_To do_
In the entries below, take every line from the one holding "Q: Locate the tractor hood" through the end of the entries, inclusive, and rewrite them with "tall tree" changed to "leafy tree" and nothing else altered. Leave the pictures out of your answer.

_Listed entries_
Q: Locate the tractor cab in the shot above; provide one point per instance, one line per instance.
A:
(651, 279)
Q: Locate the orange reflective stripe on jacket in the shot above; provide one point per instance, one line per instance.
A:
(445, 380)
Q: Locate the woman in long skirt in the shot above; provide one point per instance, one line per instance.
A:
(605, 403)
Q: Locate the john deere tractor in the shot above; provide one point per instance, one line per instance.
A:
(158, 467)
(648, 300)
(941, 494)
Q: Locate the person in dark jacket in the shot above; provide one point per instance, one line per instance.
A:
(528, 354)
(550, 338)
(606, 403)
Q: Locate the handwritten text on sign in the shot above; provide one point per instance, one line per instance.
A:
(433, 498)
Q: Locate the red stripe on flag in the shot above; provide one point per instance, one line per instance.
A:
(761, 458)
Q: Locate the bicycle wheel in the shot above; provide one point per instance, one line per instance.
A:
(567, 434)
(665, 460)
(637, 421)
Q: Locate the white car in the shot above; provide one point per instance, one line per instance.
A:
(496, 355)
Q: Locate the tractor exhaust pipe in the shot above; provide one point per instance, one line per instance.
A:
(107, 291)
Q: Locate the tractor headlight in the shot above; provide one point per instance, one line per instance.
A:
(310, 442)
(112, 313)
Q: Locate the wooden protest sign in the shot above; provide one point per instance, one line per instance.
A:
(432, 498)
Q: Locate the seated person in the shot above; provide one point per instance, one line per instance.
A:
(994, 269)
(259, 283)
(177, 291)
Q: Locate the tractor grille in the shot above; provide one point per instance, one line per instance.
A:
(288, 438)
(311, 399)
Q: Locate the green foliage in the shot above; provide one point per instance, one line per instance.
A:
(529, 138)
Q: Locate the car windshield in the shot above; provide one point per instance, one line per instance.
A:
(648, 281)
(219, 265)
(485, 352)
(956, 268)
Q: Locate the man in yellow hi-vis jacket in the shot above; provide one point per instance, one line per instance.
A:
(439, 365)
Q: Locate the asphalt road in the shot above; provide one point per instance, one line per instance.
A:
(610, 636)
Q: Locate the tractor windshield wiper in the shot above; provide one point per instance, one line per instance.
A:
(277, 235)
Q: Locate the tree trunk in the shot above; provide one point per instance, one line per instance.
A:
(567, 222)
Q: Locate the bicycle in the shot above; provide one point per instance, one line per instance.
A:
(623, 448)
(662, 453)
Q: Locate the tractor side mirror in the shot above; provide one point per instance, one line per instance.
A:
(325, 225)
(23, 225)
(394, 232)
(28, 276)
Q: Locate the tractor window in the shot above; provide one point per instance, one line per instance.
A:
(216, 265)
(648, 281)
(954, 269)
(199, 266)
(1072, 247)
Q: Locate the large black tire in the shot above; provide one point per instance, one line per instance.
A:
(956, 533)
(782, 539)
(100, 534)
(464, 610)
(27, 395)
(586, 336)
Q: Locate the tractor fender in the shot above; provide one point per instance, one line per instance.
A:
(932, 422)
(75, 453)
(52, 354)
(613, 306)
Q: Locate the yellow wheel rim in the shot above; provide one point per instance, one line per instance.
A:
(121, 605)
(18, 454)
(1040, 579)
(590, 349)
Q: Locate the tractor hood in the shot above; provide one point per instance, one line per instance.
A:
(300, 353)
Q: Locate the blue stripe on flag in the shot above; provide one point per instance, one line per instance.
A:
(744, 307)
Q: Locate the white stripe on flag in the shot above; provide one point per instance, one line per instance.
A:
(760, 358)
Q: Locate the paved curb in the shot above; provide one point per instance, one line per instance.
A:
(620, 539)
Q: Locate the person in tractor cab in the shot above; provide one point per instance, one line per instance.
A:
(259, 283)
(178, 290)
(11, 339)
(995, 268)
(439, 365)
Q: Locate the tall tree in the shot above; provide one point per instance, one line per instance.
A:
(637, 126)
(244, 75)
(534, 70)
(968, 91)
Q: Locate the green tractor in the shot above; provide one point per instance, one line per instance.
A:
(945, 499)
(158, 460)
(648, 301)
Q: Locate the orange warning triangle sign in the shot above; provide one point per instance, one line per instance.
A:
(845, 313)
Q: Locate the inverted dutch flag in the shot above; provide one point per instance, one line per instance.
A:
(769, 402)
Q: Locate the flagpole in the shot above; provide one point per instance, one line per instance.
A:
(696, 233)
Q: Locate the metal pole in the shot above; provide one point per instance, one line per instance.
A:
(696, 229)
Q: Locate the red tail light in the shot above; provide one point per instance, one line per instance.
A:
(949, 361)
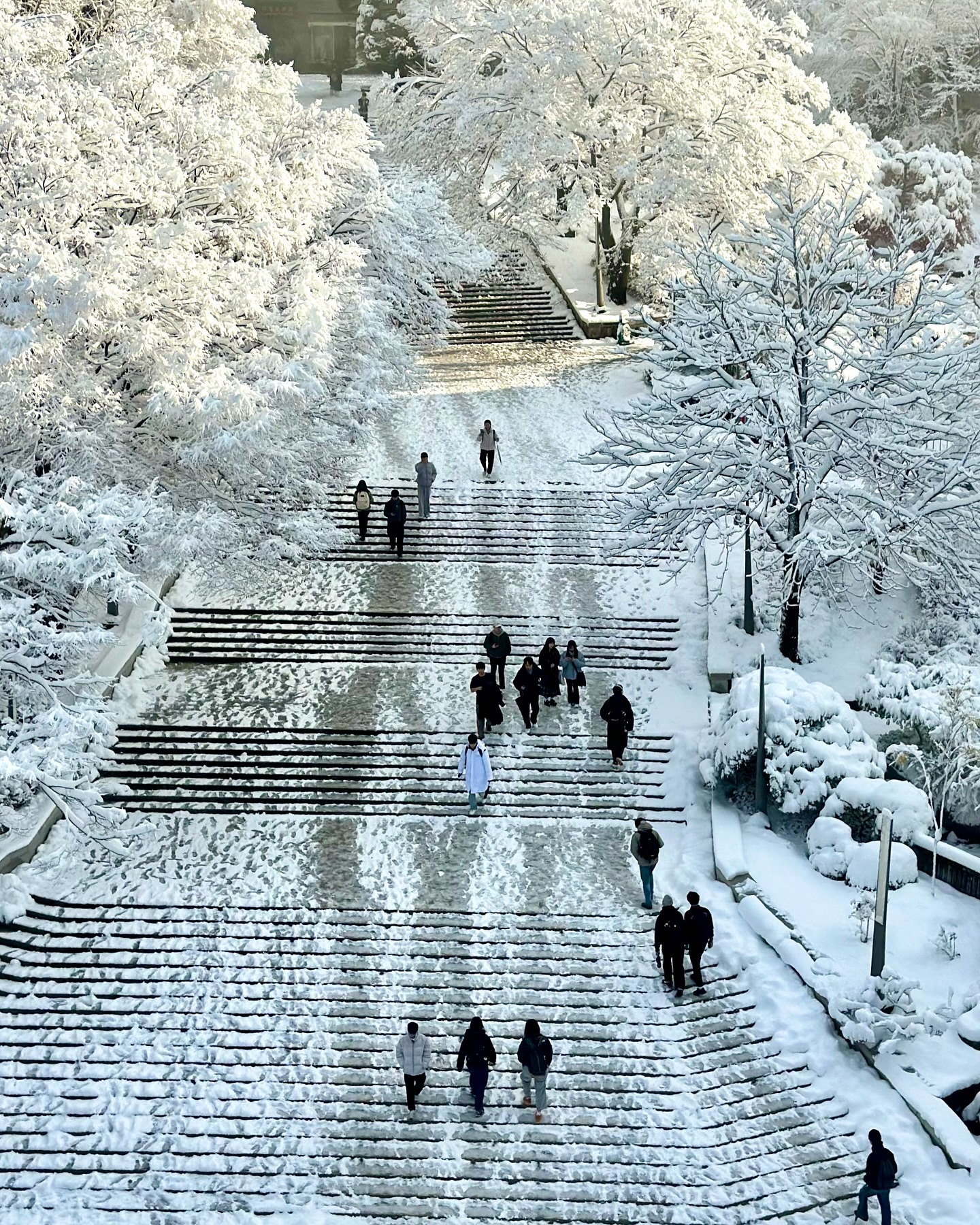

_Answer to this exercise_
Q: Locate the tractor hood in the shot above; provide one point per instance, one line per instance.
A:
(300, 353)
Q: Locate the blue stripe on flag in the shot above; provide one point per instance, one line per instance.
A:
(744, 307)
Q: Locate the white stripe on flag in the shot above; provide one point per instance, one line per instance.
A:
(760, 358)
Q: Locate the paved curb in the shot above; provide one point per instance, one line per instance.
A:
(620, 539)
Q: Locate the person in tractor cab in the shot above; provide one point per instance, one line per instance.
A:
(259, 283)
(178, 290)
(11, 339)
(995, 268)
(439, 365)
Q: Locate the leafy tree in the shot above; provide one point per instance, one line per instance.
A:
(637, 126)
(244, 75)
(534, 70)
(968, 91)
Q: Locate the green tractor in the shot above; provide one point per instance, one line per instance.
A:
(945, 499)
(158, 460)
(648, 301)
Q: Locate the orange warning triangle sign in the shot above; provide one point per instance, one line per instance.
A:
(845, 313)
Q: Locate the inverted dutch flag in the shot above; provide one point per instance, one line per instance.
A:
(769, 402)
Q: Locate the flagpole in the shot above; provide one point per instance, one line per instance.
A:
(696, 233)
Q: Locate the metal pole in the shot above; provide one point per instance, one line per instance.
A:
(696, 229)
Q: Locate the red tail light in the shot above; provide one point per instance, one line per instance.
A:
(949, 361)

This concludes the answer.